Selected text:
[start]

When purchasing a new or used gaming monitor, there are a lot of things to consider. Among these, detecting possible manufacturing defects is an important part.
Unfortunately, there is some level of variance in build quality even within the same brand and type of screen. Some of these issues are relatively common and knowing more about them can help you in avoiding faulty products within a few days of purchase.
In this guide, we will examine and demystify backlight bleeding, IPS glow, monitor clouding and dead or stuck pixels.
What Is Backlight Bleeding?
It is when light “bleeds” through the monitor’s edges or parts of the panel which causes those areas on the screen to be much lighter than the rest of the screen.
Backlight bleeding can affect LCD displays, regardless of their price and build quality.
This defect is especially noticeable with cheaper monitors because their build quality and the materials used in manufacturing them are of worse quality or are not opaque enough to completely block various light spectrums.
As a customer, there isn’t much you can do against this occurrence, apart from checking the monitor and returning it to the place of purchase if you find it to be faulty.
Most shops and online retailers provide money-back guarantees or warranties for purchases within a specified period. So, it’s a no-brainer that one of the first things you should do is a thorough check-up.
Backlight Bleed Test
You can do a BLB test by opening various colored images (red, green, blue, black and gray) in full-screen to check whether the colors are the same everywhere on the screen.
I find that using a full-screen black image or video works best.
Pay particular attention to the edges and corners of the screen, as that is where this mostly occurs. You can see some examples of backlight bleeding and even test your display with a full-screen black background.
If you can’t be bothered looking for images to use, check out lightbleedtest.com.
You can also view the following video in full-screen to test.
Many gamers find this issue annoying because it can make UI elements and subtitles near the edges of the screen barely legible.
Can you fix backlight bleed? If you are knowledgeable in fixing LCD monitors, then you might try dismantling the monitor, inserting additional light-blocking materials around the LCD panel’s edges, then reassembling the device.
However, this isn’t worth the hassle in most cases. It should only be attempted as a last-resort method with old, out-of-warranty monitors.
What Is IPS glow?
IPS glow is not the same as backlight bleed. This one leads to dimming and lighting in general and only affects IPS panels.
It is especially noticeable with darker content, such as shadows or dimly lit areas in movies and games or when you’re looking at the screen on an angle.
For gamers, it can make darker areas very difficult to see properly and can break immersion. Unlike backlight bleed, this can happen anywhere on the display and can even cover up large parts of it.
There is no way to avoid IPS glow as it stems from how the technology works. You should always read user reviews carefully before purchasing a monitor.
What Is Monitor Clouding?
Clouding happens when parts or the entirety of the screen have brighter cloud-like patches. This can affect both regular LCD and IPS screens regardless of their build quality and is more noticeable than the previous issues.
It usually happens because the liquid crystals received pressure during shipping, or because the backlight doesn’t work evenly across the entirety of the screen.
Just like IPS glow, this also happens because of minor differences between specific displays and cannot be easily remedied.
If the issue isn’t too severe and you are somewhat comfortable with it, you can try reducing brightness and backlighting to mitigate its effects.

[end]

Given exercise:
Answer each question from the monitor defects guide:
(a) Which colors of full-screen images does it suggest opening for a backlight bleed test?
(b) Which kind of panel does IPS glow affect?
(c) What two causes does it give for monitor clouding?
The material after this point has no connection to the monitor defects guide.

Information shown:

[start]

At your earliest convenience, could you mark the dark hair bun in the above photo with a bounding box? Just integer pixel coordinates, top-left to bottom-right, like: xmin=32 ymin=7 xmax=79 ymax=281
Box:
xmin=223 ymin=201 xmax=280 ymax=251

[end]

Solution for this problem:
(a) Red, green, blue, black and gray.
(b) Only IPS panels.
(c) The liquid crystals received pressure during shipping, or the backlight doesn't work evenly across the whole screen.